(Data under study begins)

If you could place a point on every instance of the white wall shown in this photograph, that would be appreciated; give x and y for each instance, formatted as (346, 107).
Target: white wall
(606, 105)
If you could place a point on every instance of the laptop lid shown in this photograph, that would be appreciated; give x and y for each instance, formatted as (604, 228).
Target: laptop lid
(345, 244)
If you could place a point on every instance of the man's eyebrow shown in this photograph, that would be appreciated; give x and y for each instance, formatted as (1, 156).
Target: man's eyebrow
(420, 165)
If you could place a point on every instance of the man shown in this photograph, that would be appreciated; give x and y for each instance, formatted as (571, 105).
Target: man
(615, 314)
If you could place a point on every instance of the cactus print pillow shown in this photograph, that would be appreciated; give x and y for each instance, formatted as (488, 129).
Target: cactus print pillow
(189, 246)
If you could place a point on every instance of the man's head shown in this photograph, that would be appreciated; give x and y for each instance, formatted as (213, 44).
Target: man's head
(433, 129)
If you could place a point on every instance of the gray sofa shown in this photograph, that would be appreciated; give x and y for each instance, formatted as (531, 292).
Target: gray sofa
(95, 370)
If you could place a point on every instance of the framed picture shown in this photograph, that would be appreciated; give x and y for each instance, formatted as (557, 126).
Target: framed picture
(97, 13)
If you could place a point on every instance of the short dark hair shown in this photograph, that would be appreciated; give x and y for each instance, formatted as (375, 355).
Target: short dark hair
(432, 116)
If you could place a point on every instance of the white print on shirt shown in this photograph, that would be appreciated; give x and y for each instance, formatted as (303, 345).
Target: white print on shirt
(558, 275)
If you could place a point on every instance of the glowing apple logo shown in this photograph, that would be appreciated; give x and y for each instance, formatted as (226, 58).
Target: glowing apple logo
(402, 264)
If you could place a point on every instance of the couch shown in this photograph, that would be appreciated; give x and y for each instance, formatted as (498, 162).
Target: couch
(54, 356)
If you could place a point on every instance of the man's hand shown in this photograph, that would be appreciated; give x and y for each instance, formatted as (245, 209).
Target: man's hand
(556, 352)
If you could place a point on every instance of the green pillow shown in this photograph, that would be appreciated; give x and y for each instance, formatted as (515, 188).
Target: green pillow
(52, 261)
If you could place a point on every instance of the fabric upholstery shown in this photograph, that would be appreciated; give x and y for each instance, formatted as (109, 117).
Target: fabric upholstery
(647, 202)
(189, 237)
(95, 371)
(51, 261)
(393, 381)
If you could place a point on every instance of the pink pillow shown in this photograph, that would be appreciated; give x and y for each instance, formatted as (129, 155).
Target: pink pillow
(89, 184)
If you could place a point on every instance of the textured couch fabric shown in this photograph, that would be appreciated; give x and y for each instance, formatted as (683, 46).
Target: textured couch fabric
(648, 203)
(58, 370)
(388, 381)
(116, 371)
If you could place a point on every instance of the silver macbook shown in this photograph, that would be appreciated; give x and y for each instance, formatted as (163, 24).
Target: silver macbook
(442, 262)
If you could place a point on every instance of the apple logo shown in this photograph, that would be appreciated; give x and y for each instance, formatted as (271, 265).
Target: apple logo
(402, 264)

(Data under study ends)

Work required =>
Of the entries above, repeat exactly the lines between the line with "Target: framed picture" and the line with "as (226, 58).", inclusive, and no others.

Exercise result =>
Target: framed picture
(97, 13)
If you could place a point on every instance of the short dark hair shown in this photograph, that would be appreciated; give x and y for each instance, formatted as (375, 355).
Target: short dark hair
(432, 116)
If you could place a point on every instance of the white print on shirt shown in this photograph, that would be appreciated; give x and y for each instance, formatted as (303, 345).
Target: white print on shirt
(558, 275)
If you could place a point on every instance of the glowing apple logo shown in this photograph, that would be appreciated; give x and y for each instance, formatted as (226, 58).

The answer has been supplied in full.